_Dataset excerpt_
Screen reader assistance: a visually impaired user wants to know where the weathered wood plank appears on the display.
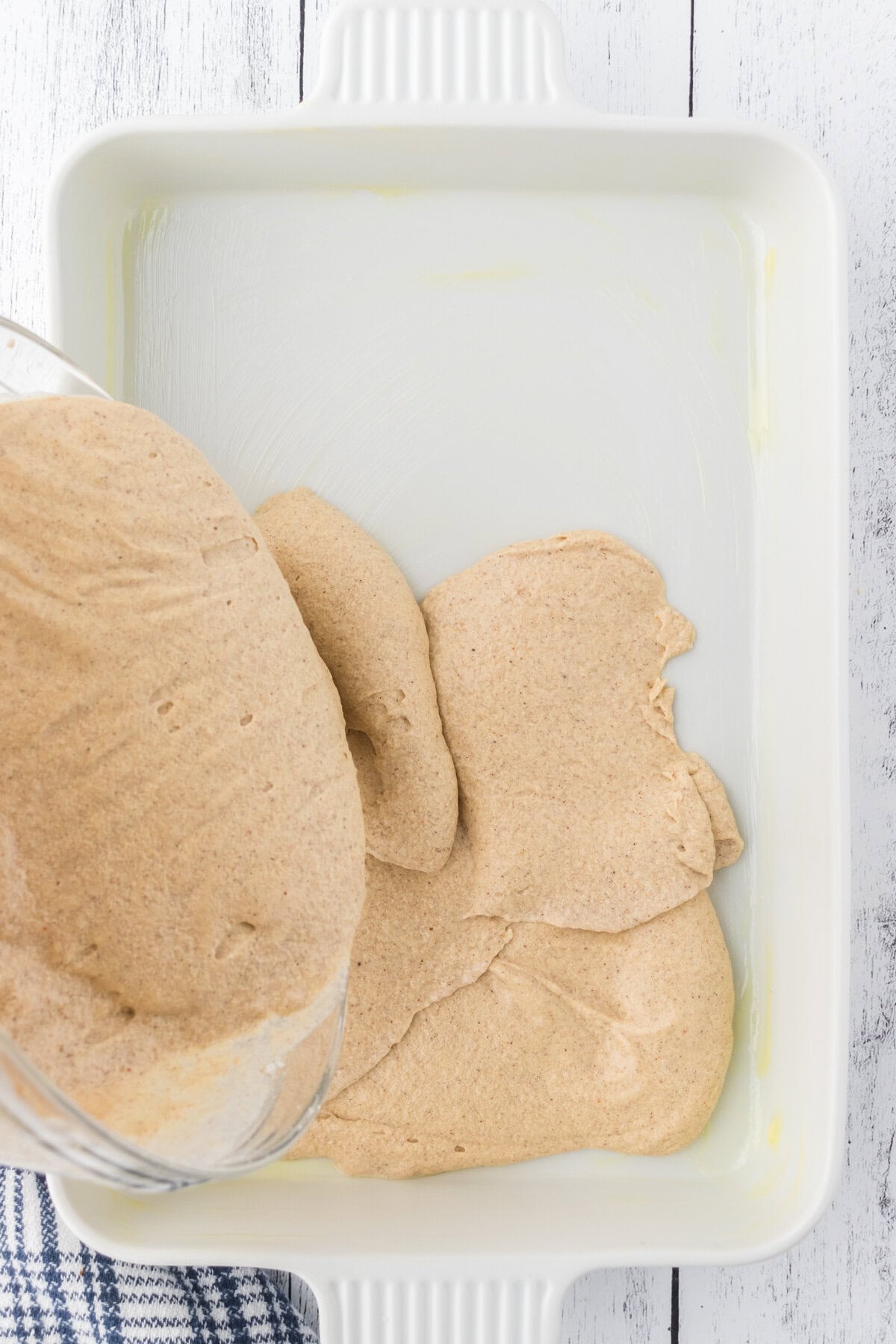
[681,0,896,1344]
[0,0,301,332]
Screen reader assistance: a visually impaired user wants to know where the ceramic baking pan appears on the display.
[49,0,847,1344]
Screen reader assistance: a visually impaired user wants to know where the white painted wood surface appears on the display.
[0,0,896,1344]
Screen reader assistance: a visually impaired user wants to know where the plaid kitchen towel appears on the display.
[0,1166,317,1344]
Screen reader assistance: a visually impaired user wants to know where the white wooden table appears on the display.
[0,0,896,1344]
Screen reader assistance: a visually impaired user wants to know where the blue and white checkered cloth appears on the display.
[0,1166,317,1344]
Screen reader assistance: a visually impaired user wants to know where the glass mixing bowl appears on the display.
[0,320,346,1191]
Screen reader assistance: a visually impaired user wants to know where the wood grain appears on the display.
[681,0,896,1344]
[0,0,896,1344]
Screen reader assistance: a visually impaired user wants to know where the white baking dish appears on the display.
[49,0,847,1344]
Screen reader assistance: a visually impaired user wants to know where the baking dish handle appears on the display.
[311,1260,568,1344]
[305,0,580,125]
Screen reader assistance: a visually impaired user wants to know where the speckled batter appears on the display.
[299,894,733,1177]
[0,398,364,1134]
[423,532,740,931]
[257,488,457,872]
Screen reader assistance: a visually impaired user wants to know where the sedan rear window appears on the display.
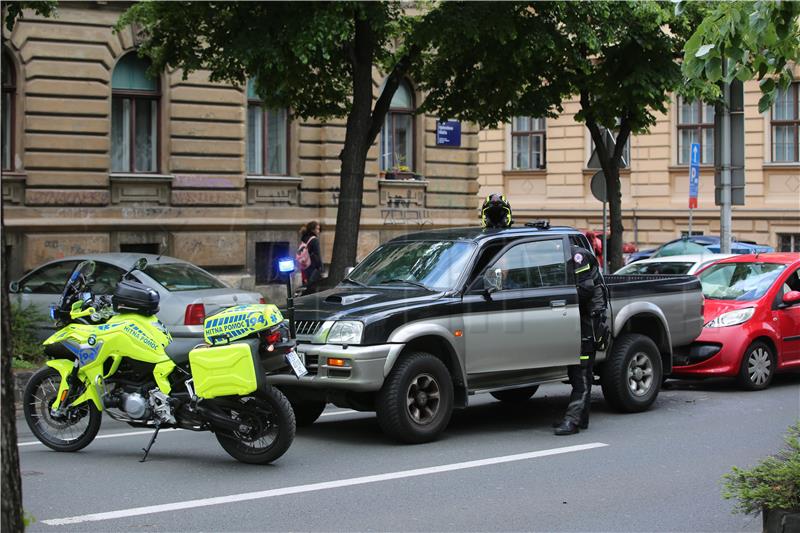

_TO DO_
Reproduce every line of the entries above word for word, omitting the pictures.

_ANSWER FOR THIS EXERCISE_
Screen reader assistance: a visually impaired user wants to know where the weathered wood plank appears on the display.
[681,0,896,1344]
[0,0,301,332]
Screen reader assistance: a visually impaired user wants to know where the ceramic baking pan appears on the display.
[49,0,847,1344]
Screen reader assistance: a visually impaired user wants to know where the white painted wood surface appears on the display.
[0,0,896,1344]
Screen reader assistance: a visually impaired user wants to know where the plaid kitchen towel appears on the display.
[0,1166,317,1344]
Screen reader assistance: a visually impaired user wants to know where the white wooden table appears on the display.
[0,0,896,1344]
Screen reader assistance: a visually impaired user wants to know where the blue and white checkered cloth appears on the display.
[0,1166,317,1344]
Screen reader assistance: a visually impaired user wants to know where the glass mixing bowl appears on the display.
[0,320,346,1191]
Screen reader assistance: a visually impaired user wants to know where the wood grain appears on the display.
[681,0,896,1344]
[0,0,896,1344]
Screen reader assistance: a visually impaired user wants to know where the white baking dish appears on the display.
[49,0,847,1344]
Screen reader assistance: a visually impaired user wants to know where the baking dish handle appears on the display.
[311,1260,568,1344]
[305,0,580,125]
Screen reader assistance: a visually impaired user wants to know where the speckled batter appears on the display.
[299,894,733,1177]
[0,398,364,1134]
[423,532,740,931]
[257,488,457,872]
Screen reader assistance: a visually impaired user wants to know where the sedan rear window appears on the display.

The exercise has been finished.